Lesetext -

Es kommt auf das Zusammenspiel von Grundlagenforschung und Inkubatoren an

Beim Zusammenspiel von universitärer oder außeruniversitärer Forschung und den Fähigkeiten privater Inkubatoren, aus Erfindungen Innovationen und dann Start-Ups zu machen, sieht die Fachfrau noch viel Potenzial. „Ideen, die zu bahnbrechenden neue Unternehmen führen können, sind oft Dinge, die über Jahrzehnte in Forschungsinstituten entwickelt wurden“, sagt sie. „Das kann kein privater Start-Up-Inkubator leisten, wo soll da die Innovationstiefe herkommen?“

Aber diese Zentren, von denen es in der Stadt inzwischen ziemlich viele gibt, hätten sich ihren Platz im Ökosystem erarbeitet. Sie wüssten, was Investoren wollen und seien „teilweise extrem gut darin, Gründer fit zu machen, damit sie auf internationalem Parkett mitspielen können“. Da ließe sich noch mehr rausholen.

Wohnungsmangel, hohe Preise: Für Gründer ist es „signifikant schwieriger“ geworden

Die gestiegenen Lebenshaltungskosten und der Wohnungsmangel bremse aber natürlich auch die neue Start-Up-Szene. „Es ist signifikant schwieriger geworden, gerade für kleinere Start-Ups“, sagt Jost. Negativ findet sie zudem, dass in der Stadt die Infrastruktur für Deep-Tech-Gründer, also vor allem Labors, „nach außen geschoben“ werde. Es sei schwierig, international attraktiv zu sein, wenn sich die Start-Up-Szene gleichzeitig in Mitte und Prenzlauer Berg tummele. Ohnehin fehlten Labors in Berlin, die Gründer zu günstigen Konditionen nutzen können.

Insgesamt ist sie überzeugt, dass Berlin mit seinen Universitäten und Wissenstransfer-Organisationen noch systemischer vorgehen müsste. Der erfolgreichste Deep-Tech-Fonds der Welt gehöre zur Universität von Tokio. „Die scouten und investieren weltweit und schauen gezielt, welche innovativen Start-Ups eine Beziehung zur japanischen Wirtschaft haben. „So etwas brauchen wir auch in Berlin, da muss der Senat ran“, so Jost.

Aufgabenstellung - Zitiere wortgetreu die Stelle im Lesetext, die mit den Worten „Die gestiegenen Lebenshaltungskosten“ anfängt und mit „Konditionen nutzen können.“ aufhört. Halte dich nur an den Lesetext.

Material zur Durchsicht -
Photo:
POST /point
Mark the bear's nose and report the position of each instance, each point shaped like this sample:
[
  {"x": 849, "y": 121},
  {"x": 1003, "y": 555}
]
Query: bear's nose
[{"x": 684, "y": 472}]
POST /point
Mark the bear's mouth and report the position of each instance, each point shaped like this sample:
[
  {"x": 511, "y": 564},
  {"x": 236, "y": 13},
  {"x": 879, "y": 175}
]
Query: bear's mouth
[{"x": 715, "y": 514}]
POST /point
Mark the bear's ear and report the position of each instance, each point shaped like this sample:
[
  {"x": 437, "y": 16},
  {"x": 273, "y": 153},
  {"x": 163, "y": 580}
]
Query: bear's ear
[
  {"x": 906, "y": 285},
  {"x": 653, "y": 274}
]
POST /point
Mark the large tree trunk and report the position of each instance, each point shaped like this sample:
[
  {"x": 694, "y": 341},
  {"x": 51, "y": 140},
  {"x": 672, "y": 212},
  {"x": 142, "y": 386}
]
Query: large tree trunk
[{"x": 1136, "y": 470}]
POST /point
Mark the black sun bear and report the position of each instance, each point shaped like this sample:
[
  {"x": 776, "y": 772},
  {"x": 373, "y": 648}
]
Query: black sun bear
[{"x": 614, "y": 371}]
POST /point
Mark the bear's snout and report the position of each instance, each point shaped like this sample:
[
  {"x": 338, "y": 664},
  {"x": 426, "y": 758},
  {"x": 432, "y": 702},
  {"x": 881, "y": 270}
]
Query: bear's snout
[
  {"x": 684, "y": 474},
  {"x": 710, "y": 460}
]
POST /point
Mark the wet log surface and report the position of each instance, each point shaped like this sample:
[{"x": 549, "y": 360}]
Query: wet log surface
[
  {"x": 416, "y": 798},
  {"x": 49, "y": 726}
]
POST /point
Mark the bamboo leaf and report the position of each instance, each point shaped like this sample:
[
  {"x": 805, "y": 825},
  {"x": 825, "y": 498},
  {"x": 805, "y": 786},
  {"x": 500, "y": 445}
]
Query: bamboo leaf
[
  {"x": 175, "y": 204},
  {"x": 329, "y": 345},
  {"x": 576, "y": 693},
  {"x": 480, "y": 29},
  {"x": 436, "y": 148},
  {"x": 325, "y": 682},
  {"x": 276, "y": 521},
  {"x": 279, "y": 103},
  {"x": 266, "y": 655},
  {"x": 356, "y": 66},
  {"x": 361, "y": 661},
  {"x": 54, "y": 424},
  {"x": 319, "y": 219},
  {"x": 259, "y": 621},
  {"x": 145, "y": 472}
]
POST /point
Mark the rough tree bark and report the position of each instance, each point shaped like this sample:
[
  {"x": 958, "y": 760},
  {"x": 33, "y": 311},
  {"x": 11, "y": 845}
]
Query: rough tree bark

Ergebnis -
Die gestiegenen Lebenshaltungskosten und der Wohnungsmangel bremse aber natürlich auch die neue Start-Up-Szene. „Es ist signifikant schwieriger geworden, gerade für kleinere Start-Ups“, sagt Jost. Negativ findet sie zudem, dass in der Stadt die Infrastruktur für Deep-Tech-Gründer, also vor allem Labors, „nach außen geschoben“ werde. Es sei schwierig, international attraktiv zu sein, wenn sich die Start-Up-Szene gleichzeitig in Mitte und Prenzlauer Berg tummele. Ohnehin fehlten Labors in Berlin, die Gründer zu günstigen Konditionen nutzen können.